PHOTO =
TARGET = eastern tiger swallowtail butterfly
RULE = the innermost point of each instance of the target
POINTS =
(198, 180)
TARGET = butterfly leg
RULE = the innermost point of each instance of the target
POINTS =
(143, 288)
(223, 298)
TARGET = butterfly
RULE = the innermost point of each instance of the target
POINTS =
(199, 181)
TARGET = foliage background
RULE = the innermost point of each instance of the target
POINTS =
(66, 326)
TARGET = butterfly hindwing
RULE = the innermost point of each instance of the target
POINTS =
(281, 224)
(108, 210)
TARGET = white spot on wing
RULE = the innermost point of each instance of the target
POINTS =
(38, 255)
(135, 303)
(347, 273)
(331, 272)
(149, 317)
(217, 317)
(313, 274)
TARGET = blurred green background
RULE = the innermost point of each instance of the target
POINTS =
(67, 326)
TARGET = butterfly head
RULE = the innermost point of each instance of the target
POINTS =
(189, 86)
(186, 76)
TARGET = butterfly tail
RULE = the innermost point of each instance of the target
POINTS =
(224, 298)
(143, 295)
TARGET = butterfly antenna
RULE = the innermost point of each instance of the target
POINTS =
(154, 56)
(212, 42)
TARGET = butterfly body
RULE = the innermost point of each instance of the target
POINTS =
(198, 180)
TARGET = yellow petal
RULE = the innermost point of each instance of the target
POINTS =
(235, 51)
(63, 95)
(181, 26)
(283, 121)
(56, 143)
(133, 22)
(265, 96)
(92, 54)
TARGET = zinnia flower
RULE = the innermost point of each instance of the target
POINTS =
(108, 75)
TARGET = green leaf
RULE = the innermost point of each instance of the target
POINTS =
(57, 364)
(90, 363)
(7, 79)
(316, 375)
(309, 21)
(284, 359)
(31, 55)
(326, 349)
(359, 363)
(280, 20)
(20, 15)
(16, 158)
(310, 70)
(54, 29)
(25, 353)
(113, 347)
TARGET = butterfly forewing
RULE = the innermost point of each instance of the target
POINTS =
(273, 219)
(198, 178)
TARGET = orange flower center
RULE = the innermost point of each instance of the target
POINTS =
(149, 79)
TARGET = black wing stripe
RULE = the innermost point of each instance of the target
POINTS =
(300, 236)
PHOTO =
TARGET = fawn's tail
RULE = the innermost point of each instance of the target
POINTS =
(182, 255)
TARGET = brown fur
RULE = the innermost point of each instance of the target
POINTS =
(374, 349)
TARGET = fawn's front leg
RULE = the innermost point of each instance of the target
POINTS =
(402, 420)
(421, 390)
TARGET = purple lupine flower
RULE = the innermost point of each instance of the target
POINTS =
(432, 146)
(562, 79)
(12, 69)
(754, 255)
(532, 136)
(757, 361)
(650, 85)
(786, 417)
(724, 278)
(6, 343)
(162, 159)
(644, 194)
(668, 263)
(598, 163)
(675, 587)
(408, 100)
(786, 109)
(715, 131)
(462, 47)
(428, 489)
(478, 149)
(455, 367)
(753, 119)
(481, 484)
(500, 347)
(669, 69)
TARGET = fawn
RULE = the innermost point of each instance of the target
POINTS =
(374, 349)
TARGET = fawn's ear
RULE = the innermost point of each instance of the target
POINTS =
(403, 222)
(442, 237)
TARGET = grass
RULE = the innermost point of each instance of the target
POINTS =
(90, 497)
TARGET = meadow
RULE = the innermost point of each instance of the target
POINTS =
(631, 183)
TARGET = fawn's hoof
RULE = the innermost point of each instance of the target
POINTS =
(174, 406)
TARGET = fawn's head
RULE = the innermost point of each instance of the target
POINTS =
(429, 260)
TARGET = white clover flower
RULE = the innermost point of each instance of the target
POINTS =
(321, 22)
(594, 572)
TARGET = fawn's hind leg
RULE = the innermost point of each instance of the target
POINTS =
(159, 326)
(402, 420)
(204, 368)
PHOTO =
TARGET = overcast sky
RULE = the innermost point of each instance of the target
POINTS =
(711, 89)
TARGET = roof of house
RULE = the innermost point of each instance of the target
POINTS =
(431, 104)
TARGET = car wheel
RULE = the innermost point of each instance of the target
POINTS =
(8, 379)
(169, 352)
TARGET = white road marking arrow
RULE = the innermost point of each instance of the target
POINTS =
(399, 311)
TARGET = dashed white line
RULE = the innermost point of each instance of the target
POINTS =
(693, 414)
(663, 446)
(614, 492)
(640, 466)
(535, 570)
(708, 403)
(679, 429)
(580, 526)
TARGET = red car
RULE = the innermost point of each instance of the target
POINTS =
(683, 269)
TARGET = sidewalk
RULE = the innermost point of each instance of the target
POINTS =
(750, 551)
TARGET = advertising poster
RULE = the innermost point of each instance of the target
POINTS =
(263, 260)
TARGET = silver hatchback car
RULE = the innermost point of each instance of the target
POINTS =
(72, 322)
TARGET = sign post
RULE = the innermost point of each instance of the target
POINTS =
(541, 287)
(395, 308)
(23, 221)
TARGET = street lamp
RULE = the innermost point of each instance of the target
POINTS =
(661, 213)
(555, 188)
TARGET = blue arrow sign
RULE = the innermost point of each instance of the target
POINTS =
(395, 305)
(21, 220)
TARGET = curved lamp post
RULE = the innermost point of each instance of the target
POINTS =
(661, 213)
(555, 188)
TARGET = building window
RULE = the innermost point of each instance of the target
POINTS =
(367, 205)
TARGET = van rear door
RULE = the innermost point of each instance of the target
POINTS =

EXERCISE INSTRUCTIONS
Each line of the data above needs to be returned exactly.

RESPONSE FOR THIS EXERCISE
PHOTO =
TARGET = eastern tiger swallowtail butterfly
RULE = the innermost point of each instance of the target
POINTS =
(198, 180)
TARGET = butterfly leg
RULE = the innermost point of each instance of the target
POINTS =
(143, 288)
(223, 298)
TARGET = butterfly
RULE = the innermost point of each instance of the target
POINTS =
(199, 181)
TARGET = foliage background
RULE = the innermost point of each instance of the target
POINTS =
(66, 326)
TARGET = butterfly hindwing
RULE = the innermost point of each instance of the target
POINTS =
(281, 224)
(108, 210)
TARGET = white spot on wing
RULE = the innermost point of each instance of the target
POINTS =
(38, 255)
(135, 303)
(347, 273)
(331, 272)
(149, 317)
(217, 317)
(313, 274)
TARGET = blurred green background
RULE = the innermost point of each instance of the target
POINTS =
(67, 326)
TARGET = butterfly head
RULE = the innermost point of each instance of the target
POINTS =
(189, 86)
(186, 76)
TARGET = butterfly tail
RULE = the innermost point of each instance of the target
POINTS =
(224, 298)
(143, 295)
TARGET = butterfly antenna
RULE = the innermost point of each instance of the target
POINTS =
(154, 56)
(212, 42)
TARGET = butterfly body
RULE = the innermost point of each instance of the target
POINTS =
(198, 180)
TARGET = yellow petal
RULE = the innermost point of each instance of the target
POINTS =
(235, 51)
(63, 95)
(181, 26)
(283, 121)
(56, 143)
(133, 22)
(265, 96)
(92, 54)
TARGET = zinnia flower
RULE = the innermost point of each instance of the target
POINTS =
(108, 75)
TARGET = green leaf
RULE = the innermost point of each instance of the target
POINTS =
(57, 364)
(90, 363)
(7, 79)
(316, 375)
(309, 21)
(284, 359)
(31, 55)
(326, 349)
(359, 363)
(280, 20)
(20, 15)
(16, 158)
(310, 70)
(54, 29)
(25, 353)
(113, 347)
TARGET = butterfly forewing
RULE = the innermost point of each instance of the target
POINTS =
(273, 219)
(198, 178)
TARGET = orange flower center
RULE = the innermost point of each instance of the target
POINTS =
(149, 79)
TARGET = black wing stripe
RULE = the innermost point of each instance of the target
POINTS =
(300, 236)
PHOTO =
TARGET = fawn's tail
RULE = the innermost point of each instance of the target
POINTS =
(182, 255)
TARGET = brown fur
RULE = the innermost point of each instance of the target
POINTS =
(374, 349)
TARGET = fawn's front leg
RULE = the innermost point of each instance of the target
POINTS =
(402, 420)
(421, 390)
TARGET = purple lupine flower
RULE = the innermost point of each instance of the target
POINTS =
(432, 146)
(562, 79)
(12, 69)
(754, 255)
(532, 136)
(757, 361)
(650, 85)
(786, 417)
(724, 278)
(6, 343)
(162, 159)
(644, 194)
(668, 263)
(598, 163)
(675, 587)
(408, 100)
(786, 109)
(715, 131)
(462, 47)
(428, 489)
(478, 149)
(455, 367)
(753, 119)
(481, 484)
(500, 347)
(669, 69)
TARGET = fawn
RULE = the innermost point of each instance of the target
POINTS =
(374, 349)
TARGET = fawn's ear
RULE = the innermost point of each instance of the target
POINTS =
(403, 222)
(442, 237)
TARGET = grass
RULE = the innermost point of each instance of the target
POINTS =
(90, 497)
TARGET = meadow
RULE = the innermost point of each instance of the target
POINTS =
(631, 183)
TARGET = fawn's hoof
RULE = the innermost point of each instance of the target
POINTS =
(174, 406)
TARGET = fawn's head
RULE = the innermost point of each instance of the target
POINTS =
(429, 260)
TARGET = white clover flower
RULE = the innermost point of each instance of the target
POINTS =
(321, 22)
(594, 572)
TARGET = fawn's hind leg
RULE = the innermost point of each instance of the target
POINTS =
(159, 326)
(402, 420)
(204, 368)
PHOTO =
TARGET = overcast sky
RULE = the innermost point of each instance of the target
POINTS =
(711, 89)
TARGET = roof of house
RULE = the innermost point of each instance of the target
POINTS =
(431, 104)
TARGET = car wheel
RULE = the innermost point of each instance of the target
POINTS =
(8, 379)
(169, 352)
TARGET = white road marking arrow
RULE = the innermost point of each instance of the target
POINTS =
(399, 311)
TARGET = dashed white line
RULE = the innermost point of each instance of the target
POINTS =
(693, 414)
(663, 446)
(614, 492)
(640, 466)
(535, 570)
(708, 403)
(679, 429)
(580, 526)
TARGET = red car
RULE = the innermost point of each instance of the target
POINTS =
(683, 269)
TARGET = sidewalk
RULE = the innermost point of each instance of the target
POINTS =
(750, 551)
TARGET = advertising poster
RULE = the innermost point of each instance of the target
POINTS =
(263, 260)
TARGET = silver hatchback car
RULE = the innermost point of each instance of the target
POINTS =
(72, 322)
TARGET = sign post
RULE = the innermost point of each instance of the target
POINTS =
(541, 287)
(395, 308)
(23, 221)
TARGET = street lamp
RULE = the innermost point of each instance of the target
POINTS =
(661, 213)
(555, 188)
TARGET = blue arrow sign
RULE = the innermost point of each instance of the target
POINTS =
(395, 305)
(21, 220)
TARGET = curved lamp post
RULE = the innermost point of each instance of the target
POINTS =
(661, 213)
(555, 188)
TARGET = building window
RULE = the innermost point of each instance of the target
POINTS =
(367, 205)
TARGET = van rear door
RULE = the innermost point of each instance of the target
POINTS =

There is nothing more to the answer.